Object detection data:
....
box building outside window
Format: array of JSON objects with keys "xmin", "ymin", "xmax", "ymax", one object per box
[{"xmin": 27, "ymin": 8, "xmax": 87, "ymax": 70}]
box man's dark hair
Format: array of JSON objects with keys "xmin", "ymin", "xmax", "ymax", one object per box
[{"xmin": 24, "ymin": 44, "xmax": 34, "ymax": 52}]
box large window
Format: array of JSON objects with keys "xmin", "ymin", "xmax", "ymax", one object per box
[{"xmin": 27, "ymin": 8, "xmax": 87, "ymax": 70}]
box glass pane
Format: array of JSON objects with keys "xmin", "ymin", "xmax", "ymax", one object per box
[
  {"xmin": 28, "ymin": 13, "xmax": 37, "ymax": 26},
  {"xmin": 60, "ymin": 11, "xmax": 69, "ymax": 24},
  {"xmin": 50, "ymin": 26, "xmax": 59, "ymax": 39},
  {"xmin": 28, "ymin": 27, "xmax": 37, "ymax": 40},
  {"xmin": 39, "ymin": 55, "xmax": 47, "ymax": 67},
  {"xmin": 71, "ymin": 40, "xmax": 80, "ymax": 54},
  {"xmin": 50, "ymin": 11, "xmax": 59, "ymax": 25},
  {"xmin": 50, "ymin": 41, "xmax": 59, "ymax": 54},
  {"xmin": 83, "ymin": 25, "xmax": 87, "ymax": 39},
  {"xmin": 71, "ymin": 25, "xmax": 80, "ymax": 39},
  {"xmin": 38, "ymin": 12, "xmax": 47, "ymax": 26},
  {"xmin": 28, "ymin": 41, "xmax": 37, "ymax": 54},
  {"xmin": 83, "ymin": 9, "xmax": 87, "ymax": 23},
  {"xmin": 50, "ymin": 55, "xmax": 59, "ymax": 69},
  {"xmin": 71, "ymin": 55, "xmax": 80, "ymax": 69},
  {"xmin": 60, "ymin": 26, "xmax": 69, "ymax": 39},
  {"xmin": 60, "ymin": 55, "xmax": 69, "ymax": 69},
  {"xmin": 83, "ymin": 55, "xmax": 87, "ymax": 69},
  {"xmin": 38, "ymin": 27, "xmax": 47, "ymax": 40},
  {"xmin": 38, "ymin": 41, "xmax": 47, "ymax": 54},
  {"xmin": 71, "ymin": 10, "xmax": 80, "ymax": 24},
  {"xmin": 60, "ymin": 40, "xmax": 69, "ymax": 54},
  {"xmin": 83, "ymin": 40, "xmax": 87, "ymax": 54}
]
....
◆ TO BE DONE ◆
Could you copy the data line for line, starting at the line that contains "box glass pane" and going through the last line of the data, including both?

◆ ANSWER TO THIS PROBLEM ◆
box glass pane
Format: array of JSON objects with keys "xmin", "ymin", "xmax", "ymax", one object per box
[
  {"xmin": 28, "ymin": 13, "xmax": 37, "ymax": 26},
  {"xmin": 60, "ymin": 11, "xmax": 69, "ymax": 24},
  {"xmin": 50, "ymin": 26, "xmax": 59, "ymax": 39},
  {"xmin": 28, "ymin": 27, "xmax": 37, "ymax": 40},
  {"xmin": 39, "ymin": 55, "xmax": 47, "ymax": 67},
  {"xmin": 71, "ymin": 40, "xmax": 80, "ymax": 54},
  {"xmin": 50, "ymin": 11, "xmax": 59, "ymax": 25},
  {"xmin": 50, "ymin": 41, "xmax": 59, "ymax": 54},
  {"xmin": 83, "ymin": 25, "xmax": 87, "ymax": 39},
  {"xmin": 71, "ymin": 25, "xmax": 80, "ymax": 39},
  {"xmin": 38, "ymin": 12, "xmax": 47, "ymax": 26},
  {"xmin": 28, "ymin": 41, "xmax": 37, "ymax": 54},
  {"xmin": 83, "ymin": 9, "xmax": 87, "ymax": 23},
  {"xmin": 50, "ymin": 55, "xmax": 59, "ymax": 69},
  {"xmin": 71, "ymin": 55, "xmax": 80, "ymax": 69},
  {"xmin": 60, "ymin": 26, "xmax": 69, "ymax": 39},
  {"xmin": 60, "ymin": 55, "xmax": 69, "ymax": 69},
  {"xmin": 83, "ymin": 55, "xmax": 87, "ymax": 69},
  {"xmin": 38, "ymin": 27, "xmax": 47, "ymax": 40},
  {"xmin": 38, "ymin": 41, "xmax": 47, "ymax": 54},
  {"xmin": 71, "ymin": 10, "xmax": 80, "ymax": 24},
  {"xmin": 60, "ymin": 40, "xmax": 69, "ymax": 54},
  {"xmin": 83, "ymin": 40, "xmax": 87, "ymax": 54}
]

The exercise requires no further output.